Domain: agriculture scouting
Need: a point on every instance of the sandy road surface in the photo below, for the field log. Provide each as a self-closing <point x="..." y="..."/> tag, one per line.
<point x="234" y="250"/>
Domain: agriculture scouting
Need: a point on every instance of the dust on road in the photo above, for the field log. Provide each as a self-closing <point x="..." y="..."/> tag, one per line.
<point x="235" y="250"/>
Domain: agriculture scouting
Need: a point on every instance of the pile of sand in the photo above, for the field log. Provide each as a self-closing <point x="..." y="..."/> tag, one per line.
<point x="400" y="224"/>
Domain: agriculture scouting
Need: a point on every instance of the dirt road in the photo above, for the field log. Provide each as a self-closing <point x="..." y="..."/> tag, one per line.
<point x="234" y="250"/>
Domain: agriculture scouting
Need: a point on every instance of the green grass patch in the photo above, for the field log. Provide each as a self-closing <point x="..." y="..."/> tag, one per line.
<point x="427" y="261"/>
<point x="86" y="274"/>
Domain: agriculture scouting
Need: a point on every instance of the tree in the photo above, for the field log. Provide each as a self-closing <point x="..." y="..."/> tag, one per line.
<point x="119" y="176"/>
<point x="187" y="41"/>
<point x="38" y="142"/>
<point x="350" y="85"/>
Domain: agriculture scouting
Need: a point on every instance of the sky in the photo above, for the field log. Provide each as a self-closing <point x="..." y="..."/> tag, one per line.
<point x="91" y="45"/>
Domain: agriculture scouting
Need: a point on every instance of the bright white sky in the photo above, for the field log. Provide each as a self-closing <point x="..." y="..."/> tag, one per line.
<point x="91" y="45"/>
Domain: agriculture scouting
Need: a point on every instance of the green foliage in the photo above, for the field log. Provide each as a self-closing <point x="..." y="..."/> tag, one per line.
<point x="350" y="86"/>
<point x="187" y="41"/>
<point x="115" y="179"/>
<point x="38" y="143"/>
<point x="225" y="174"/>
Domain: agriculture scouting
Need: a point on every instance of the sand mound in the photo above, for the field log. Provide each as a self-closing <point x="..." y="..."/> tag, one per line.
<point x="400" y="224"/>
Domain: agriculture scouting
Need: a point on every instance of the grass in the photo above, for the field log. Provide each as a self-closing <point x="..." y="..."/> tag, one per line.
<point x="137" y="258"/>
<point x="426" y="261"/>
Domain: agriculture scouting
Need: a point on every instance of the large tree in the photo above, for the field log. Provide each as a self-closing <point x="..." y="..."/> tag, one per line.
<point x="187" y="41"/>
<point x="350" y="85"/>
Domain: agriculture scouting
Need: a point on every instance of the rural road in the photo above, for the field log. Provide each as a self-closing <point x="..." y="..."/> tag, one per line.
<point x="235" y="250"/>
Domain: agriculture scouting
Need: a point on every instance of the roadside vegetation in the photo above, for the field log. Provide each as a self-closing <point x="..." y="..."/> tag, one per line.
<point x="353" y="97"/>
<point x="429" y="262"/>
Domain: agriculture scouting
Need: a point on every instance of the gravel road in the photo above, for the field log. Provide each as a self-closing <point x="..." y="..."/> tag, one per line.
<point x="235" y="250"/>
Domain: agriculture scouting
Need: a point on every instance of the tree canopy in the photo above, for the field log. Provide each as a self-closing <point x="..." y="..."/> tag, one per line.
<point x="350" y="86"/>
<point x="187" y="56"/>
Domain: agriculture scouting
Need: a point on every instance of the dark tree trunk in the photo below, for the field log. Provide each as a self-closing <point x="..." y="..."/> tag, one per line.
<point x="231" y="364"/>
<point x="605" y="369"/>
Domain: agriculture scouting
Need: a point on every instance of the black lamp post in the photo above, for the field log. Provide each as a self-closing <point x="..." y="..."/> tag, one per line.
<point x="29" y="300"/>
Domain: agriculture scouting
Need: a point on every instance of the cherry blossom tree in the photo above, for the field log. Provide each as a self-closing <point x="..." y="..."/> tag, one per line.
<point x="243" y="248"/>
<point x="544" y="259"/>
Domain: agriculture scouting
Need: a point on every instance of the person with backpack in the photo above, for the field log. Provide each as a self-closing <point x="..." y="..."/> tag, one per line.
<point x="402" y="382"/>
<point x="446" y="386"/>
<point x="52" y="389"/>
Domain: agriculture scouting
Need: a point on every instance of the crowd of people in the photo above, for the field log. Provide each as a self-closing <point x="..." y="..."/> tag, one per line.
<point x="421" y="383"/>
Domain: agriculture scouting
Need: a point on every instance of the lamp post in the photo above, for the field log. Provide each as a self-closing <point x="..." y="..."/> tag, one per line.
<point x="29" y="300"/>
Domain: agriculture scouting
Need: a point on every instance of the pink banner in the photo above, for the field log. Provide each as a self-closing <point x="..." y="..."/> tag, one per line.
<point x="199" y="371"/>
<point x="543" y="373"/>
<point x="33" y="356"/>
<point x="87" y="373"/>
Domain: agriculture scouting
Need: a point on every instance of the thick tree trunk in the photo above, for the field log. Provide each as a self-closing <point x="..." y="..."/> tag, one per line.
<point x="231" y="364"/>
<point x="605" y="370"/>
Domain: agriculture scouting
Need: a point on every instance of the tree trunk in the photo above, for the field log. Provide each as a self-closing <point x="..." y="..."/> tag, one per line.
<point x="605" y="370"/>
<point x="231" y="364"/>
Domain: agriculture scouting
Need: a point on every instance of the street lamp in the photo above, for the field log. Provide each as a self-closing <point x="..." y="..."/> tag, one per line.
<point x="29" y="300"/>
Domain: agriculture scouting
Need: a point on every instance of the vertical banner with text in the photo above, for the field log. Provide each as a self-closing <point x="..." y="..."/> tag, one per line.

Instructions for the task:
Report every line of the material above that contains the word "lamp", copying each such line in full. Case counts, so match uppercase and lowercase letters precisely.

Answer below:
Need: a point on every instance of the black lamp post in the photo above, for the field log. Provide each as a self-closing <point x="..." y="..."/> tag, one per line.
Need: a point on every instance of the lamp post in the photo above, for the field log. Provide each as a self-closing <point x="..." y="..."/> tag, one per line.
Need: a point on every instance of the street lamp in the photo above, for the field log. Provide each as a self-closing <point x="..." y="..."/> tag, one per line.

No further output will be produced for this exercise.